═══ Data

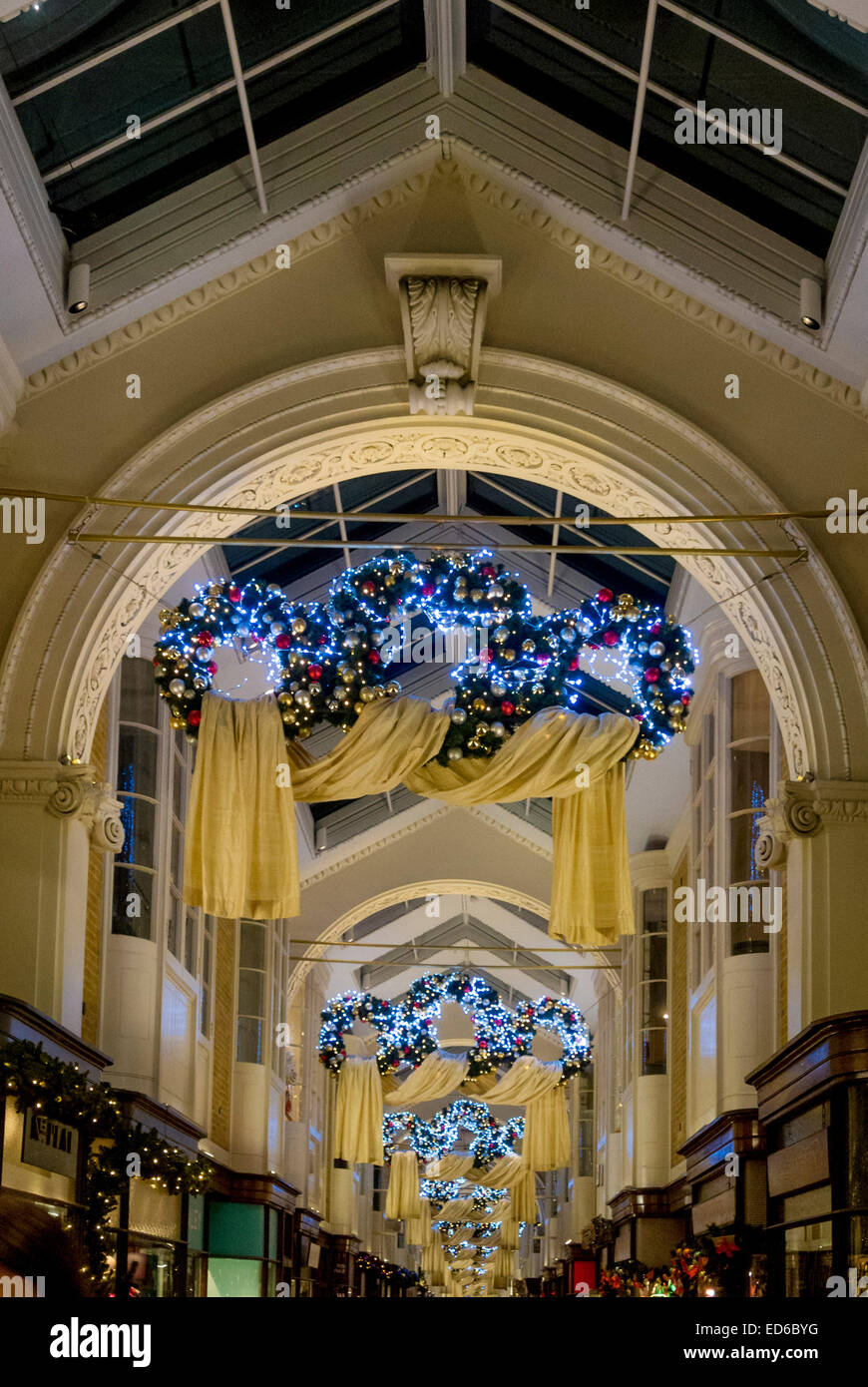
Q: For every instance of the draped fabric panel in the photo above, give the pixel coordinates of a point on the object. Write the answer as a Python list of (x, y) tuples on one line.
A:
[(419, 1229), (526, 1080), (238, 822), (358, 1120), (437, 1075), (547, 1132), (241, 856), (402, 1197)]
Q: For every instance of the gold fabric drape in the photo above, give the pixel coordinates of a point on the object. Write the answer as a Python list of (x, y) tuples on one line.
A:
[(241, 835), (358, 1119)]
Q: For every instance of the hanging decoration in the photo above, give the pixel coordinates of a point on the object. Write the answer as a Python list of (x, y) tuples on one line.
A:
[(431, 1139), (329, 661), (61, 1092), (406, 1032)]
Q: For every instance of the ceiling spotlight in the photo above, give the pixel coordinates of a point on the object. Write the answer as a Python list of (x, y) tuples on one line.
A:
[(78, 287), (810, 302)]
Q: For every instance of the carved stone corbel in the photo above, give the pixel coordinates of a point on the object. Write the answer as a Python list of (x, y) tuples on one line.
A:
[(801, 809), (67, 792), (443, 311)]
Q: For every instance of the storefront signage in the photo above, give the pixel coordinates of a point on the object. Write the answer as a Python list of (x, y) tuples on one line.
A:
[(52, 1146)]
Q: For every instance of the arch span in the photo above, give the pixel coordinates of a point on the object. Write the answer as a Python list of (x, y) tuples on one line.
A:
[(591, 437)]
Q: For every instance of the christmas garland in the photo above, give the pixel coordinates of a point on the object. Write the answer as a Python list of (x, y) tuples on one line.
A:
[(329, 661), (433, 1139), (61, 1092), (406, 1034)]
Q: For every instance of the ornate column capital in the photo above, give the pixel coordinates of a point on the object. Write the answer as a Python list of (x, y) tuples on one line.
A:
[(443, 312), (801, 809), (66, 792)]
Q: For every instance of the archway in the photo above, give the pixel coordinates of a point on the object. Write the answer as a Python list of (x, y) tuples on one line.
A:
[(344, 416)]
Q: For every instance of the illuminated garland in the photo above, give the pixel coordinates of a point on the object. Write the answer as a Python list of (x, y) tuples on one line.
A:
[(406, 1032), (329, 661), (61, 1092), (433, 1139)]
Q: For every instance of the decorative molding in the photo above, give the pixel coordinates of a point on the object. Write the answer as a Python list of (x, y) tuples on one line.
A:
[(486, 188), (66, 793), (445, 42), (801, 809), (443, 312)]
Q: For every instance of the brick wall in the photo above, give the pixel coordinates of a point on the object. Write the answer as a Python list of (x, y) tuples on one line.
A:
[(223, 1031), (97, 864), (678, 1025)]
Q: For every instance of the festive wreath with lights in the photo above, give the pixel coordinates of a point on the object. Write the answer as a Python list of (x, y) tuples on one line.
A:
[(406, 1034), (329, 661), (431, 1139)]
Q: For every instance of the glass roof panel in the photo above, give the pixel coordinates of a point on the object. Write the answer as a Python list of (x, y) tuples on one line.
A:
[(693, 64)]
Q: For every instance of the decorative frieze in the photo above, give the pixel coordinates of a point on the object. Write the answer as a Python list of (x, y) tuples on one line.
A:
[(801, 809), (67, 792)]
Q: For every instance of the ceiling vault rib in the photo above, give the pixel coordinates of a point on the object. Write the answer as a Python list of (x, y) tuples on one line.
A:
[(640, 107), (245, 117)]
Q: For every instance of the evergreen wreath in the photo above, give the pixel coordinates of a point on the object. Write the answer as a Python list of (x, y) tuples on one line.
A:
[(329, 661)]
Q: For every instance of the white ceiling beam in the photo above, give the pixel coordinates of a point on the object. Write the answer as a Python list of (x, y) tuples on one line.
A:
[(640, 107), (445, 42), (245, 117)]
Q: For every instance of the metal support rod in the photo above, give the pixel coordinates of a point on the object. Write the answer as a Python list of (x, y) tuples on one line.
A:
[(406, 516), (75, 536), (640, 107), (245, 117)]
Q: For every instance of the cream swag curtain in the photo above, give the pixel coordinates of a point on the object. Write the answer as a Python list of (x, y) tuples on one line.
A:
[(240, 854)]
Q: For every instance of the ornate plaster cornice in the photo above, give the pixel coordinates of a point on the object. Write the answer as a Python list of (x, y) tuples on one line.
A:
[(491, 191), (66, 793), (801, 809)]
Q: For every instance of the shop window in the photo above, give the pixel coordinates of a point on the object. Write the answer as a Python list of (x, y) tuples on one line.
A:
[(138, 779), (251, 992), (654, 985), (749, 759)]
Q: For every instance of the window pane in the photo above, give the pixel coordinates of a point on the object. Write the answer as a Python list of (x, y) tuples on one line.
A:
[(139, 697), (747, 778), (138, 817), (138, 761), (743, 836), (252, 945), (191, 942), (251, 993), (654, 909), (131, 911), (749, 706), (249, 1041)]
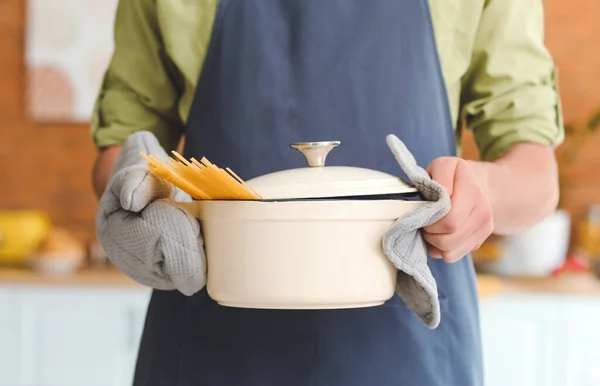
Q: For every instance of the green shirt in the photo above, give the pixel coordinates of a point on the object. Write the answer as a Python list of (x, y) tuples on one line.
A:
[(500, 78)]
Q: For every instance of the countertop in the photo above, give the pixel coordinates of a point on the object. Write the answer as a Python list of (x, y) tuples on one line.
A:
[(488, 285)]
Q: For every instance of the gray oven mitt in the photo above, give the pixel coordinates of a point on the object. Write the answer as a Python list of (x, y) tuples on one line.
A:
[(140, 228), (403, 243)]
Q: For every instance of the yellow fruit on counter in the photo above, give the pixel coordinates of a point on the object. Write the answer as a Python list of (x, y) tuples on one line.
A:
[(21, 233)]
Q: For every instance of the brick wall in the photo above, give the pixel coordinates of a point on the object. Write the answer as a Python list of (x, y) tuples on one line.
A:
[(48, 166)]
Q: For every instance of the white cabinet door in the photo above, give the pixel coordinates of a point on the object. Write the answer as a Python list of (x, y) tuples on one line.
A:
[(74, 337), (581, 336), (516, 346), (9, 338)]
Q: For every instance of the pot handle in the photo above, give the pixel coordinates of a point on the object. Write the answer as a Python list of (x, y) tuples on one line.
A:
[(315, 152)]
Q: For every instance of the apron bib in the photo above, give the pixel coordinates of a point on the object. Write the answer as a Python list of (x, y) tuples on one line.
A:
[(283, 71)]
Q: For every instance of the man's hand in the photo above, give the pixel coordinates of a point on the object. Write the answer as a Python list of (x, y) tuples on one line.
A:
[(470, 221), (503, 197)]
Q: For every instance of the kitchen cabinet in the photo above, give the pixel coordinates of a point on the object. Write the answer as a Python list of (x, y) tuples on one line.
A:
[(541, 340), (9, 339), (63, 336)]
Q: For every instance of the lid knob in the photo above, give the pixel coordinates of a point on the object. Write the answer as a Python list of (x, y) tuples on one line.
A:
[(315, 152)]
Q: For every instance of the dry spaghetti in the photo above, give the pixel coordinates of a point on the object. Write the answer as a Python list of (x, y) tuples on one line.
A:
[(202, 180)]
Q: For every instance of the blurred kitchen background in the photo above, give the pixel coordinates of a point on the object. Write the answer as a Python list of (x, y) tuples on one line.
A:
[(67, 317)]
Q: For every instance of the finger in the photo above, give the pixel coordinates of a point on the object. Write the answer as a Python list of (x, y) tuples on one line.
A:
[(476, 239), (442, 170), (464, 199), (479, 215), (136, 187), (434, 252)]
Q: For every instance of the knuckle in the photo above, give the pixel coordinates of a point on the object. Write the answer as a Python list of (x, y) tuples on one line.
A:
[(449, 224)]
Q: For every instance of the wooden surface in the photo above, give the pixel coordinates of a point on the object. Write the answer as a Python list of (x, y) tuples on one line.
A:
[(488, 285), (55, 161), (88, 277)]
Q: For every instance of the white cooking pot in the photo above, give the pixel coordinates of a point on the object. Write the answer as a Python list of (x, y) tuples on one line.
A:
[(314, 242)]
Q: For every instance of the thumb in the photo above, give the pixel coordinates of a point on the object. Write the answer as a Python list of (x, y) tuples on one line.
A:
[(443, 170), (136, 187)]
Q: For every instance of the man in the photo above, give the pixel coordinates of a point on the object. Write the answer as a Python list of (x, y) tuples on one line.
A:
[(244, 78)]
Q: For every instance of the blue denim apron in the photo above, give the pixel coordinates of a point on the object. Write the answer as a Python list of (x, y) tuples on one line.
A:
[(283, 71)]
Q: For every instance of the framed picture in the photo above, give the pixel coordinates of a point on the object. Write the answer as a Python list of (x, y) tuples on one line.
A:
[(69, 44)]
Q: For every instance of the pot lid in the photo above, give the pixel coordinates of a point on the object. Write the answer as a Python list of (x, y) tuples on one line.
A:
[(319, 181)]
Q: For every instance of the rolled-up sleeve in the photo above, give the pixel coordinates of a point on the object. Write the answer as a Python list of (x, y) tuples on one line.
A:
[(139, 90), (510, 92)]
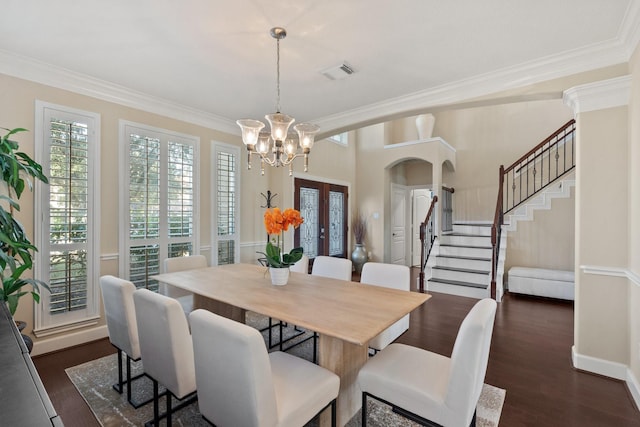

══════

▶ _Description of the task_: Wherever the string "decorative" appears in the records above, copy the line it sits in.

▶ _Solved problem_:
Q: For every instance of the decorative molding in the photo above, give the pixel coordinates of a point on the object. Write the answer as a Python list of (x, y) tuples on one line.
Q: For every instance of the decorative frieze in the photo above, give the pixel coordinates of a point on the object. Write the answer as a Python list of (x, y) tuples on one line.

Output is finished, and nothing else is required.